** start Reading text **

Sale, Exchange, Retirement or Other Taxable Disposition of a Note
Subject to the discussion below under “Information Reporting and Backup Withholding” and “FATCA,” and except with respect to accrued and unpaid interest, which will be treated as described above under “—Interest,” any gain realized by a Non-U.S. Holder on the sale, exchange or other taxable disposition (including a retirement or redemption) of a note generally will not be subject to U.S. federal income or withholding tax unless (i) such gain is effectively connected with the conduct by such Non-U.S. Holder of a trade or business within the United States (and, if an income tax treaty so requires and the holder complies with applicable certification and other requirements to claim treaty benefits, is attributable to a permanent establishment maintained by the Non-U.S. Holder in the United States) or (ii) the Non-U.S. Holder is an individual who is present in the United States for 183 days or more in the taxable year of the disposition and certain other conditions are satisfied.
In the case described above in (i), gain or loss recognized on the disposition of such notes will generally be subject to U.S. federal income tax on a net basis at the rates generally applicable to U.S. persons and, in the case of a Non-U.S. Holder that is a foreign corporation, may also be subject to an additional branch profits tax at a rate of 30% (or a lower applicable treaty rate). In the case described above in (ii), the Non-U.S. Holder generally will be subject to 30% tax (or lower applicable treaty rate) on any capital gain recognized on the disposition of the notes, which may be offset by certain United States source capital losses.

** end Reading text **

### [Required task]
According to the tax passage on note dispositions, what additional tax may a Non-U.S. Holder that is a foreign corporation face on gain effectively connected with a U.S. trade or business?

** start Available data **

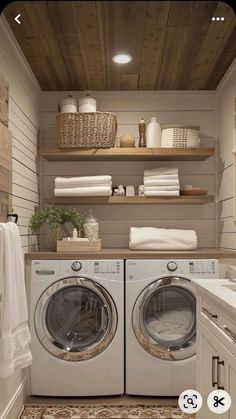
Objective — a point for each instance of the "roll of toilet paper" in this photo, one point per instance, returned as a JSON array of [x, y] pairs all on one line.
[[87, 104], [68, 104]]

** end Available data **

### [Written reply]
A branch profits tax at a rate of 30% (or a lower applicable treaty rate).